- [WRITTEN REQUEST A] Repeat the records verbatim, from their first line through the line holding "[(246, 124)]", inclusive.

- [TEXT SECTION]
>> Start

What is the mathematical tradeoff introduced by one-hot encoding compared to label encoding?
27. What is the difference between a single train/validation/test split and k-fold cross-validation for hyperparameter tuning, statistically?

A single validation split estimates a hyperparameter's performance using just one specific subset of data — this estimate has high variance because it depends entirely on which particular samples happened to land in the validation fold. If you tune hyperparameters against this single estimate, you risk overfitting to the quirks of that specific split (sometimes called "validation set overfitting").

K-fold cross-validation produces k separate performance estimates by rotating which fold serves as validation, then averages them. The variance of this average is mathematically lower than the variance of a single estimate (by a factor related to the correlation between folds, as discussed in the bias-variance tradeoff of CV), giving a more statistically reliable signal for comparing hyperparameter choices, at the cost of k times the computation.

from sklearn.model_selection import GridSearchCV, train_test_split
from sklearn.svm import SVC

# Single validation split approach (faster, noisier)
X_train, X_val, y_train, y_val = train_test_split(X, y, test_size=0.2)
best_score, best_C = 0, None
for C in [0.1, 1, 10, 100]:
    model = SVC(C=C).fit(X_train, y_train)
    score = model.score(X_val, y_val)
    if score > best_score:
        best_score, best_C = score, C

# K-fold cross-validation approach (slower, more reliable signal)
param_grid = {'C': [0.1, 1, 10, 100]}
grid_search = GridSearchCV(SVC(), param_grid, cv=5, scoring='accuracy')
grid_search.fit(X_train_full, y_train_full)
print('Best C:', grid_search.best_params_)
print('CV score:', grid_search.best_score_)

# Nested CV for unbiased performance estimate after tuning:
# outer loop estimates generalization, inner loop tunes hyperparameters
from sklearn.model_selection import cross_val_score
nested_scores = cross_val_score(grid_search, X, y, cv=5)
Why does a single train/validation split have higher variance than k-fold cross-validation for hyperparameter selection?

>> End

- [INPUT MATERIAL]

>> Start

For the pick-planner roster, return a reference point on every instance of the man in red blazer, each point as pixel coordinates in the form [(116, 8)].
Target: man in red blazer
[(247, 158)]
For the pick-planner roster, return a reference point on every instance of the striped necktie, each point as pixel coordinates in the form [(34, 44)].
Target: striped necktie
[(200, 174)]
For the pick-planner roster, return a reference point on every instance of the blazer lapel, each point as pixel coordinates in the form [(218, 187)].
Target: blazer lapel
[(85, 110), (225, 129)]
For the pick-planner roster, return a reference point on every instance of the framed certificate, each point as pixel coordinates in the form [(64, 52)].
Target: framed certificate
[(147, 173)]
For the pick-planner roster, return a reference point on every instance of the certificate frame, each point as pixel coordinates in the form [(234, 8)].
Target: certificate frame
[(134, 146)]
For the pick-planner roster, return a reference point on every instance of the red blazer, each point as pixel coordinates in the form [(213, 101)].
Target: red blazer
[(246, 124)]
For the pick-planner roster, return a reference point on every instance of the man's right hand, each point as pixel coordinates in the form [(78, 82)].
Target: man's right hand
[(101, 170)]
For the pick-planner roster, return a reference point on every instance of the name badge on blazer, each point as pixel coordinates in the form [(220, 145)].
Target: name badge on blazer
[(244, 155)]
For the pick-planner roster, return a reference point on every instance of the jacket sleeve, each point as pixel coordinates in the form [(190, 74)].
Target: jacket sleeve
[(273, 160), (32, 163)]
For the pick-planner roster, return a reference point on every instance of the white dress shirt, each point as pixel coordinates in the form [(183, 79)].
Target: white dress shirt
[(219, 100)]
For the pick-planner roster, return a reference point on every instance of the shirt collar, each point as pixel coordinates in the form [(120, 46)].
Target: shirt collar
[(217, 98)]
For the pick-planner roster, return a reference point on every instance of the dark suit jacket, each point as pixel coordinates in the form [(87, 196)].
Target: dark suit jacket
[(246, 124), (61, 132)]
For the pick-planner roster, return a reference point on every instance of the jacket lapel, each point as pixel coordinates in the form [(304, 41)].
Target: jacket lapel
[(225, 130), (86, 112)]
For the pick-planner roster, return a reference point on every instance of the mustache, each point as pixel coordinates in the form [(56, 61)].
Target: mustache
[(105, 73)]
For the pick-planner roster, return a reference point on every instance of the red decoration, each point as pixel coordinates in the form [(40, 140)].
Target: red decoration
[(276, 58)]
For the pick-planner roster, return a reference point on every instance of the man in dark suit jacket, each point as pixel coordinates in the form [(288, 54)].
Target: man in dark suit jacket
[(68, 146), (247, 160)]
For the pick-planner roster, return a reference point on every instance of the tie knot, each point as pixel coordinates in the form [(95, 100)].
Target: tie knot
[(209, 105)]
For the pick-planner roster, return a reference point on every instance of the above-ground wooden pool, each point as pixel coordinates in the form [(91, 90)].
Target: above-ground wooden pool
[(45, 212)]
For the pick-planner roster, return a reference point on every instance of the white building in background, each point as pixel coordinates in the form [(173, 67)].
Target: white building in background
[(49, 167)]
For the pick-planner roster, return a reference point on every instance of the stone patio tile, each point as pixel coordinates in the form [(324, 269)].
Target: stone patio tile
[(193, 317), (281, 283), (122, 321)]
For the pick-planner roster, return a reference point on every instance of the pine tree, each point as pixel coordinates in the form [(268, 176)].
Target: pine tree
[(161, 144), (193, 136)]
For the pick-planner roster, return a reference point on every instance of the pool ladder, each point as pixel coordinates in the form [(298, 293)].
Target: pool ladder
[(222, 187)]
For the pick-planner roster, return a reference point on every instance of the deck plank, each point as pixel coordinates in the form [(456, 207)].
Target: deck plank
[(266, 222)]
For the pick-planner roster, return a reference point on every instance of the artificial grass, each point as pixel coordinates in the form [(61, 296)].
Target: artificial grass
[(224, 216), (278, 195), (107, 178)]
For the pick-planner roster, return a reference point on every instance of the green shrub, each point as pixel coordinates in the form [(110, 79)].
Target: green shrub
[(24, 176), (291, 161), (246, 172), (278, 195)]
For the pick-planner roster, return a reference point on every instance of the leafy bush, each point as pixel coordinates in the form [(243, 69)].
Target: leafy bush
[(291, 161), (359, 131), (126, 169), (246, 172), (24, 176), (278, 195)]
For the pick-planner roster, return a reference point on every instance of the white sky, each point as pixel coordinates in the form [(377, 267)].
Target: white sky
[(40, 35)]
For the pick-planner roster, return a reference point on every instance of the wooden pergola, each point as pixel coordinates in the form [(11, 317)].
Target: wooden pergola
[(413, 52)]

>> End

- [WRITTEN REQUEST B] Pick up the passage on single validation splits versus k-fold cross-validation where it stops, and keep writing.

- [EXERCISE RESPONSE A]
For the pick-planner roster, return a reference point on every instance of the man in red blazer, each point as pixel coordinates in the form [(116, 8)].
Target: man in red blazer
[(247, 158)]
For the pick-planner roster, return a reference point on every instance of the striped necktie, each point as pixel coordinates in the form [(34, 44)].
Target: striped necktie
[(200, 174)]
For the pick-planner roster, return a reference point on every instance of the blazer lapel, each point as pixel coordinates in the form [(218, 187)].
Target: blazer lapel
[(85, 110), (225, 129)]
For the pick-planner roster, return a reference point on every instance of the framed certificate, each point as pixel coordinates in the form [(64, 52)].
Target: framed certificate
[(147, 173)]
For the pick-planner roster, return a reference point on every instance of the certificate frame, each point as pixel coordinates in the form [(234, 8)].
Target: certificate frame
[(134, 146)]
For the pick-planner roster, return a reference point on every instance of the red blazer, each point as pixel coordinates in the form [(213, 101)].
Target: red blazer
[(246, 124)]

- [EXERCISE RESPONSE B]
What is the purpose of nested cross-validation when both tuning hyperparameters and estimating final model performance?
28. Why is PCA sensitive to feature scaling while decision tree feature importance is not, mathematically?

PCA's objective is to find directions of maximum variance in the data, computed from the covariance matrix. Variance is measured in squared units of the original feature, so a feature measured in large units (e.g. salary in dollars, variance in the millions) will dominate the covariance matrix and consequently the principal components, regardless of whether that feature is actually more informative than a feature measured in small units (e.g. age in years, variance in the tens). This makes PCA fundamentally scale-dependent.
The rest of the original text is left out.